Since only the total is wanted, give the number of lines in the listing below that hold the string "stadium" and add nothing.
--- DATA PROVIDED Enclosed Below ---
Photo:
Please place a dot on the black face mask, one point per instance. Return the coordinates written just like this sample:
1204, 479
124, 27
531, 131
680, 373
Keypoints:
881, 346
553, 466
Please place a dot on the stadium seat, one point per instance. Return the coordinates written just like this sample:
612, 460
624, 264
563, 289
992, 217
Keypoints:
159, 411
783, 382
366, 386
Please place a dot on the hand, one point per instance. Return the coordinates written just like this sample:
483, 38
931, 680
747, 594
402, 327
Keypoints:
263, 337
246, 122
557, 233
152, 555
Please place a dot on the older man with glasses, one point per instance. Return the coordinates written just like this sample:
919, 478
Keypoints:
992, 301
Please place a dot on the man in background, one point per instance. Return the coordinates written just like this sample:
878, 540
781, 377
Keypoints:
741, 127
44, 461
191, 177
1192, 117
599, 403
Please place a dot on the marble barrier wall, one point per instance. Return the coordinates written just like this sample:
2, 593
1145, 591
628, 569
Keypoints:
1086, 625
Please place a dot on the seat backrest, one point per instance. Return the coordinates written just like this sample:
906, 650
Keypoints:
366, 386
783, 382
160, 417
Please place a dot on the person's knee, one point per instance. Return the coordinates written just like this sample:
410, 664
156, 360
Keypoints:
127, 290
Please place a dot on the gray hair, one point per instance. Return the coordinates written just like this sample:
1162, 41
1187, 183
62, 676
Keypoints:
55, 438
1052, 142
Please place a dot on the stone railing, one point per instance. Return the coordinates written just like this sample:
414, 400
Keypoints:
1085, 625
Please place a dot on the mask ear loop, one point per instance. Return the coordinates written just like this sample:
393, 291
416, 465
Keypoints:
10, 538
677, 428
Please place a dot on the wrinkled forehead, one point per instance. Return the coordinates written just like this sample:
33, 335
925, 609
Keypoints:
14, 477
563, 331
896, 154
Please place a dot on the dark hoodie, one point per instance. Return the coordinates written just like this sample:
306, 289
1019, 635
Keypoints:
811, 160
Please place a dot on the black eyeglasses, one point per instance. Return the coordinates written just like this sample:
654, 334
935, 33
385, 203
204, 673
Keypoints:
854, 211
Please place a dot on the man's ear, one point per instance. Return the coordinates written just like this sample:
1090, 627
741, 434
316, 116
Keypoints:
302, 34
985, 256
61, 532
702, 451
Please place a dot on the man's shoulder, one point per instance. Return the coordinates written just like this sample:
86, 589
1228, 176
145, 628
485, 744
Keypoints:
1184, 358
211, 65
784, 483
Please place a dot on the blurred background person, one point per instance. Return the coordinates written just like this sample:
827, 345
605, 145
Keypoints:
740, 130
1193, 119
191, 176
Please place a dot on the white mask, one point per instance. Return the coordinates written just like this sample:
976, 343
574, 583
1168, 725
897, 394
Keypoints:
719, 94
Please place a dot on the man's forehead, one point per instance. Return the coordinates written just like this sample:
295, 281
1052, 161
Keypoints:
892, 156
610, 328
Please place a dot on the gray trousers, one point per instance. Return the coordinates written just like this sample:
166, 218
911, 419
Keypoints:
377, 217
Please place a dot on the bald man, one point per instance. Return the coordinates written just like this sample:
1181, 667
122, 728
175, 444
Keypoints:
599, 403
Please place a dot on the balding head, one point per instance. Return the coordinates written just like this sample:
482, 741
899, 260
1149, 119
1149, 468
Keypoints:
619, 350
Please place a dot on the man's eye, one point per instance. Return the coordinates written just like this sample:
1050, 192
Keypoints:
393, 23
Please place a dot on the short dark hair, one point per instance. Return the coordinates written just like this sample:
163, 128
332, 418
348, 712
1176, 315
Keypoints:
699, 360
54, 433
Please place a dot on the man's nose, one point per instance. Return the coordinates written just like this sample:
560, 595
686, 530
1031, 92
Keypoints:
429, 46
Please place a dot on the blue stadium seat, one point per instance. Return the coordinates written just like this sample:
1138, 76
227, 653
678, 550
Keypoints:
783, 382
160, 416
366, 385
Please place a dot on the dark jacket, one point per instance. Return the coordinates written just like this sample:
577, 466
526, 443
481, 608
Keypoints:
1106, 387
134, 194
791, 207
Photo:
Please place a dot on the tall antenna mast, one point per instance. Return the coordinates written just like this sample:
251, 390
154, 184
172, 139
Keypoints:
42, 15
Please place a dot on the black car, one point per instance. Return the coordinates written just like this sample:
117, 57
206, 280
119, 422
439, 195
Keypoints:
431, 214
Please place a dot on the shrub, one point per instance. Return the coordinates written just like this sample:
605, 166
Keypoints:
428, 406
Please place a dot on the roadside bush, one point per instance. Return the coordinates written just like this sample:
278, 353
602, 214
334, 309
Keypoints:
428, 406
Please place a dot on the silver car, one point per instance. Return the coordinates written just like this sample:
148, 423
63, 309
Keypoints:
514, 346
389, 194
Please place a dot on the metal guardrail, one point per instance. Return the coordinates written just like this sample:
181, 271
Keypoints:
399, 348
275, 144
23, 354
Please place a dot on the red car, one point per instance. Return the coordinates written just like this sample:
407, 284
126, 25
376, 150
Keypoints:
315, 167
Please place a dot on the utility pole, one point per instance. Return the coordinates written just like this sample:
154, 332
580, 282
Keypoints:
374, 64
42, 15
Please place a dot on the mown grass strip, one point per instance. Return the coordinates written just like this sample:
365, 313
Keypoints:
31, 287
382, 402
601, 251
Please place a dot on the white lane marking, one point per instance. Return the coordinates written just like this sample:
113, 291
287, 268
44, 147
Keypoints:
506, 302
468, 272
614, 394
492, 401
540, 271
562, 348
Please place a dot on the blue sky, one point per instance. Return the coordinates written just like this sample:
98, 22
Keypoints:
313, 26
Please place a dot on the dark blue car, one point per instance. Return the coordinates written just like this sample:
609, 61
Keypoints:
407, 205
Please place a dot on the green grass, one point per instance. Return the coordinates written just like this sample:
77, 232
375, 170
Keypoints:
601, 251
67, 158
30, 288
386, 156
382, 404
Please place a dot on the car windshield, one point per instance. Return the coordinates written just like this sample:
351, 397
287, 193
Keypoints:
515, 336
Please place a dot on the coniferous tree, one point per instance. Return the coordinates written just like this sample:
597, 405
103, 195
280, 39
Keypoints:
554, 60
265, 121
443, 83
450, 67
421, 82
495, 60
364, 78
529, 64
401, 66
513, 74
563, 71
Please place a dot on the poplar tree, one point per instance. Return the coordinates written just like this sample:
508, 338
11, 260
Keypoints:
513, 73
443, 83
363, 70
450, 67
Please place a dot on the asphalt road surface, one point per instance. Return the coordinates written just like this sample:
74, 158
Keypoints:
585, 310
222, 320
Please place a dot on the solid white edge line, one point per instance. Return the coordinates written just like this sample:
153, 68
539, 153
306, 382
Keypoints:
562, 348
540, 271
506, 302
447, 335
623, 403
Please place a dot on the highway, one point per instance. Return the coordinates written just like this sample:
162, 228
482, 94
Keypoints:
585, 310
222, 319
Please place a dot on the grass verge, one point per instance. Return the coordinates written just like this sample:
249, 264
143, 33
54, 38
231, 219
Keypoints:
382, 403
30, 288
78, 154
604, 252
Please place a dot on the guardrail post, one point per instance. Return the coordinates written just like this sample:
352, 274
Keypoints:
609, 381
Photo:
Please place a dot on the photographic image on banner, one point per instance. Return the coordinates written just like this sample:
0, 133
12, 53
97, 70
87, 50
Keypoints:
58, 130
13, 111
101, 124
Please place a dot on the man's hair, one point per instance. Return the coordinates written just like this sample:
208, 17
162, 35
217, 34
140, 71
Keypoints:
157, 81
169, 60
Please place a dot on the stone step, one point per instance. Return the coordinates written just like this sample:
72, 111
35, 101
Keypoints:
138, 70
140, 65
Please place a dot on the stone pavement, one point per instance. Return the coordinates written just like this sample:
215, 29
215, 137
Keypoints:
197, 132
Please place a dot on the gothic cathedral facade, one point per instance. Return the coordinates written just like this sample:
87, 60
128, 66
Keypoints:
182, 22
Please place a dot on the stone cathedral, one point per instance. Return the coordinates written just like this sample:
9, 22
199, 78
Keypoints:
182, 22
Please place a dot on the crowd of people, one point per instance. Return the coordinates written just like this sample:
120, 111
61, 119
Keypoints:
--- End of Enclosed DATA PROVIDED ---
» WRITTEN SOLUTION: 2